▸ Required task:
Produce a word-for-word copy of the listing below without its pictures.

[Dataset start]

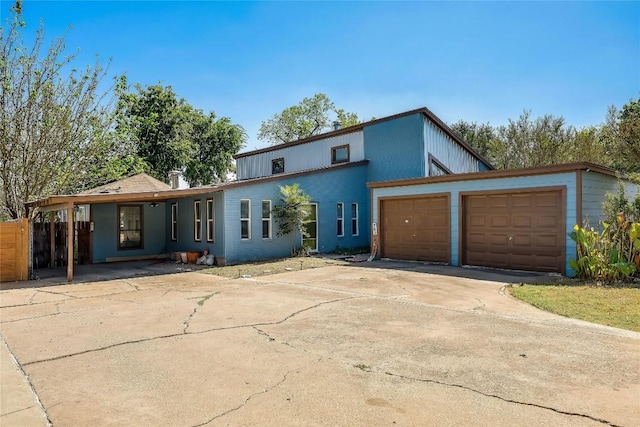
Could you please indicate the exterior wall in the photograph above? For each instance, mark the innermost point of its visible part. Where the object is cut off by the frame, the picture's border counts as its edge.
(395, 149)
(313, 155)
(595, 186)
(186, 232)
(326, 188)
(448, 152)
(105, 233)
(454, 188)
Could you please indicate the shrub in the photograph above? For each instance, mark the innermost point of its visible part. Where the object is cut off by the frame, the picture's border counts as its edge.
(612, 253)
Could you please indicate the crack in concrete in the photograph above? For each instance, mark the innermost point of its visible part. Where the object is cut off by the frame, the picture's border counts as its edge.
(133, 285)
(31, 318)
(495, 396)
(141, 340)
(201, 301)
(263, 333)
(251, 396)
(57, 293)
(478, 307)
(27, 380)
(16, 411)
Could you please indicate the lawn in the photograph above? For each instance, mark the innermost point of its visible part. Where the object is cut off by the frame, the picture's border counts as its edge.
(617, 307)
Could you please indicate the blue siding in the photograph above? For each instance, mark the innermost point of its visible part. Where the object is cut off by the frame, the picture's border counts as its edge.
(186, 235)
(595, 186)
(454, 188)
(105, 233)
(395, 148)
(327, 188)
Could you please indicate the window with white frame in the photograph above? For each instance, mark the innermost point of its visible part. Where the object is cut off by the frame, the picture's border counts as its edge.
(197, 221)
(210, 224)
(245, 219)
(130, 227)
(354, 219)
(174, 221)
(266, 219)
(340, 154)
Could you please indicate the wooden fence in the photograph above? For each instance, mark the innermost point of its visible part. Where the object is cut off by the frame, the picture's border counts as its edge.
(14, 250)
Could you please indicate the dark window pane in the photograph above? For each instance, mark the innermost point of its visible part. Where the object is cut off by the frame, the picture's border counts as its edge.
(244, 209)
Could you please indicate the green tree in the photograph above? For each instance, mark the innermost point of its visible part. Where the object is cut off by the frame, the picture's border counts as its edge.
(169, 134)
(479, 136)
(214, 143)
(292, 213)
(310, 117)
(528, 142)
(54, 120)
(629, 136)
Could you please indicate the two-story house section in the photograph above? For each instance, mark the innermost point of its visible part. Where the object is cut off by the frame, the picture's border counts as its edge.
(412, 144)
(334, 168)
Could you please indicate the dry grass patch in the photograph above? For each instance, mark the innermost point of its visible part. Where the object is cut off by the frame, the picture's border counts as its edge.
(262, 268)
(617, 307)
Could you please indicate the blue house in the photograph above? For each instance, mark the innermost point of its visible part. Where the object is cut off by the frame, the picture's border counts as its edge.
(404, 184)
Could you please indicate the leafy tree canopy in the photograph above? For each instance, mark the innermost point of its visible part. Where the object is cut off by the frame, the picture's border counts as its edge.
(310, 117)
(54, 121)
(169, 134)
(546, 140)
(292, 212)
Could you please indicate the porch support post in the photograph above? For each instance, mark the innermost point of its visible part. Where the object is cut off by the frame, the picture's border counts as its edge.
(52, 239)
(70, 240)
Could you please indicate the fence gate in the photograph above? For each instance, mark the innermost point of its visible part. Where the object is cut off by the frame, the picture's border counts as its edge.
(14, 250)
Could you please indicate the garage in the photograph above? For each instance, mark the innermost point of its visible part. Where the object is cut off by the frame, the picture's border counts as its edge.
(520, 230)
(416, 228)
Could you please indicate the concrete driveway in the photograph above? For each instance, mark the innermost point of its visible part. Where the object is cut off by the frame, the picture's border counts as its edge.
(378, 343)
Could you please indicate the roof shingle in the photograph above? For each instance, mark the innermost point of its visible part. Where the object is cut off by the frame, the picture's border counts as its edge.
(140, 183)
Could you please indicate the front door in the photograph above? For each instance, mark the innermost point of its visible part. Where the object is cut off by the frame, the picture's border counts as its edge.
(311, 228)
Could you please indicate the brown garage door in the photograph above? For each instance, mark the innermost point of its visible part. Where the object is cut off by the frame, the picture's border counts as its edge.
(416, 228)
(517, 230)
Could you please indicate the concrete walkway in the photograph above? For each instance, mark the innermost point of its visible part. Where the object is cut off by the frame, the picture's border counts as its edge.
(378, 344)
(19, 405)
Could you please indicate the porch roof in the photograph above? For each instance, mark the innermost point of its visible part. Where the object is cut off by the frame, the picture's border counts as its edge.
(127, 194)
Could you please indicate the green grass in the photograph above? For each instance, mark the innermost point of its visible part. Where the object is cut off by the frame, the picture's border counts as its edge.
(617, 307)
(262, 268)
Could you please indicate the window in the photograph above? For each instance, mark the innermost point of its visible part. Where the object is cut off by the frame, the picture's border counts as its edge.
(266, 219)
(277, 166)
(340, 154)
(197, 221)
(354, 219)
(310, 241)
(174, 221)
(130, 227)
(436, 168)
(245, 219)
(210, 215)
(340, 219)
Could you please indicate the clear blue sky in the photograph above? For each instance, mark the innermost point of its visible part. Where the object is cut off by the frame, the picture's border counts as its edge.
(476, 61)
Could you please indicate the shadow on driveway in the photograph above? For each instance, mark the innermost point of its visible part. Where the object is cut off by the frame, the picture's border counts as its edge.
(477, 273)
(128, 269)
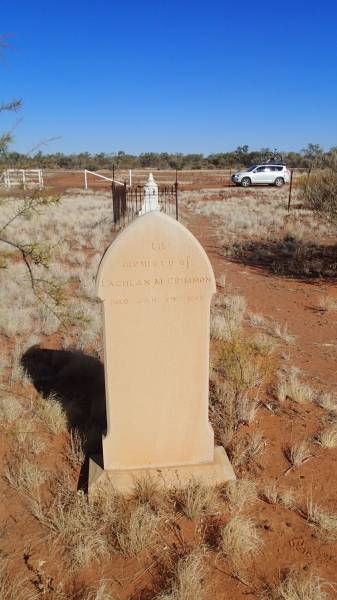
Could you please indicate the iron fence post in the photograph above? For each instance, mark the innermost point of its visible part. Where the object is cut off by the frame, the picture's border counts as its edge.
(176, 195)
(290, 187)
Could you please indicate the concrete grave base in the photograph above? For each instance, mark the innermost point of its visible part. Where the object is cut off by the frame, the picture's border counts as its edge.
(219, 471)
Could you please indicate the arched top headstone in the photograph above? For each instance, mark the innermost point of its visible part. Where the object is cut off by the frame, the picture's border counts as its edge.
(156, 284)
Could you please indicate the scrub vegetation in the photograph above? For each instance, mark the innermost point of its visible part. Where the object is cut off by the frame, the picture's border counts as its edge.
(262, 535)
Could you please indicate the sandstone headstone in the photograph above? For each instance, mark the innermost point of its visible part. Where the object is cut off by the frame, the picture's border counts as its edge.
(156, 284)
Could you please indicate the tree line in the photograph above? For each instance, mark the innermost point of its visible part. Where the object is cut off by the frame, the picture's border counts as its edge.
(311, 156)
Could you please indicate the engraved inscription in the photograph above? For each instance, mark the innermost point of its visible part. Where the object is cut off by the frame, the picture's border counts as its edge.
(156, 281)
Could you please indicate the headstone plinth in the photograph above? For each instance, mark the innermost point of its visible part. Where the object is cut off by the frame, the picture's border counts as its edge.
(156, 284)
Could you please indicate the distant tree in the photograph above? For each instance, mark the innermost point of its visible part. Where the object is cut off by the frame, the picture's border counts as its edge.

[Dataset end]

▸ Answer to the problem:
Could you please indicate the exterior wall in the photograph above? For each instance, mark the innermost point of its visible part. Where the object is cut off by the frame, the picture's border counts as its edge.
(395, 149)
(313, 155)
(595, 186)
(186, 232)
(326, 188)
(448, 152)
(105, 233)
(454, 188)
Could you please indicate the shrub in the photograph above? For each instance, mark the innermost point of its visible part. Where the object is cut off by the frame, the picture's border counts as its edge.
(612, 253)
Could you please indicate the crack in concrete in the photograph above? For each instance, mark the innermost point of its visible part. Where the object is cut off by the frame, the picture's border counts as its edge.
(133, 285)
(31, 318)
(495, 396)
(141, 340)
(201, 301)
(263, 333)
(251, 396)
(57, 293)
(478, 307)
(27, 380)
(16, 411)
Could you please indicate the lawn in the photograph above? For each instance, mark the innermost point of its visible part. Where the object is cut off by the frame, the picture's border counts as its edge.
(617, 307)
Could you please indicate the blue siding in the photograph above? For each instance, mark the innermost point of its visible part. Where the object is cut off by the frame, the picture's border counts as its edge.
(186, 235)
(595, 186)
(454, 188)
(105, 233)
(395, 148)
(327, 188)
Could you please indicate the window with white frame in the photograph above? For each instance, mark the innermost point of its visible part. Where the object is cut off by the frame, the picture's border counts as its edge.
(197, 221)
(210, 224)
(245, 219)
(130, 227)
(354, 219)
(174, 221)
(266, 219)
(340, 154)
Could you please indicate the wooden fence in the photograph above? For each instance, mark the innermost point of its visible part. Where the object is cut off by the frame, the picture's border counts as its edge.
(14, 250)
Could you please indicate the dark window pane in the photograph above? For each instance, mark the innermost point of its visible part. Where the object is cut off by the frame, the picture's border counts as its edge.
(244, 209)
Could you please indicate the green tree in the photograph above? For each instance, mark the innermost point of its visible part. Where the object is cut off by the frame, the picture's border counts as its edge.
(169, 134)
(479, 136)
(214, 143)
(292, 213)
(310, 117)
(528, 142)
(54, 120)
(629, 136)
Could you please indicate the two-story house section in the photograph above? For each instance, mark the innermost point of its visible part. Where the object is cut off by the frame, the picture's border counts as its edge.
(412, 144)
(334, 168)
Could you please indicate the dry grass patch in the photograph above? For each instance, mark the innermost point of its visible part. Where the object is cut off by the frame, the picture's border counts as its edge.
(262, 268)
(617, 307)
Could you please indicate the blue house in the photograph above? For each instance, mark the innermost point of its visible part. Where the object is cut off by the frame, the picture's border counts as its edge.
(404, 184)
Could you please indicate the leafy tree canopy in the photograph above? For each instance, mark the innermost point of its visible part. Where the object is cut off by the frame, the picture's border counts as its edge.
(310, 117)
(54, 121)
(169, 134)
(546, 140)
(292, 212)
Could you please indicate the porch support post in the photograph above? For each instance, mark the innermost point of its visible part. Where the object is cut off by the frame, the picture's border counts as its edge.
(52, 239)
(70, 240)
Could you please indicate the fence gate in the photograph above? For each instance, mark the innermost point of its visible part. Where the object is cut off by the frame, the picture's border counts as its edge.
(14, 250)
Could you please indicate the garage in the photograph above? For each instance, mark the innermost point of its visible part. Where the object is cut off by the frame, the picture's border counts as its edge.
(520, 230)
(416, 228)
Could you please indicate the concrete driveway in the photograph above? For each instance, mark the innermost point of its visible part. Where the object is cut off by the frame, the picture's border counts as its edge.
(378, 343)
Could you please indicate the roof shingle in the photograph above? For each instance, mark the innermost point of its visible part. Where the object is cut off by the frame, the picture's border counts as its edge.
(140, 183)
Could you please indicate the front door in the photograph above? For each instance, mark the innermost point of its visible part. Where the object is cut off by the frame, the picture's border counts as its edge.
(311, 228)
Could you please indicate the brown garage door in the photograph above? For each instance, mark the innermost point of its visible part. Where the object is cut off by the frame, the picture's border counts as its edge.
(416, 228)
(517, 230)
Could you please indicate the concrete walkway in the photograph above? For each instance, mark the innermost point of its visible part. Where the object is cut off by the frame, the picture's border counts as its edge.
(378, 344)
(19, 405)
Could you please indicate the porch roof in the photograph above? For each instance, mark the innermost point of its visible part. Where the object is cut off by the frame, the picture's border counts as its edge.
(127, 194)
Could you please indicate the green grass in the photograph above? For each instance, mark the innermost point of its visible part. Where the object is cut off by the frame, the picture's border counts as its edge.
(617, 307)
(262, 268)
Could you please indicate the window in the photograph above? For each instance, mark the innermost point of its visible part. Where the object is cut off by the frame, the picture's border counts as its edge.
(266, 219)
(277, 166)
(340, 154)
(197, 221)
(354, 219)
(310, 241)
(174, 221)
(130, 227)
(436, 168)
(245, 219)
(210, 215)
(340, 219)
Could you please indicate the clear blue sky in the photograph above? For each instance, mark the innermost point of its visible part. Where the object is cut off by the frame, the picture's border counts as its edge.
(476, 61)
Could you please indicate the shadow on driveway in the photograph above? For each instance, mark the innermost point of its visible part. Where the object is cut off by the frame, the picture's border counts as its edge.
(477, 273)
(128, 269)
Could you please indicate the iron fence post in the photograph above? For each instance, mark the innermost point of its visible part. Where the object is cut off by the frame, the picture's border counts as its edge.
(176, 195)
(290, 187)
Could you please indicate the concrete grave base in the photograph above? For each instance, mark the innermost point of its visible part. Where the object is cut off by the frame, the picture's border counts as its edge.
(219, 471)
Could you please indicate the arched top headstone in the photograph above? For each instance, mark the innermost point of its visible part. Where the object is cut off by the frame, the picture's border counts as its edge.
(156, 284)
Could you please indicate the scrub vegetation in the photograph above? For each instance, mark the innermost point of its visible part. Where the object is cut off by the frame, the picture's border counts as its edge.
(262, 535)
Could you please indicate the sandstone headstone in the photograph above? For each instance, mark the innermost point of its visible part. Where the object is cut off by the frame, the picture's border counts as its edge.
(156, 284)
Could you please indicate the tree line in the photograph above? For each instance, mark the innermost point of its visible part. Where the object is cut off by the frame, the picture's border counts as its edge.
(311, 156)
Could you please indicate the engraved inscription in the photograph above? For each instance, mark the innermost point of its visible part. Where the object is cut off by the frame, the picture's border counts as its edge.
(156, 281)
Could you please indicate the headstone plinth in the photograph above? For each instance, mark the innermost point of its visible part. Where the object is cut off by the frame, the picture's border counts as its edge.
(156, 284)
Could you please indicate the distant tree in the photograph above? For each instance, mark the innermost point of its visible part. Where the object is cut off by the frame, the picture's border counts as its edge.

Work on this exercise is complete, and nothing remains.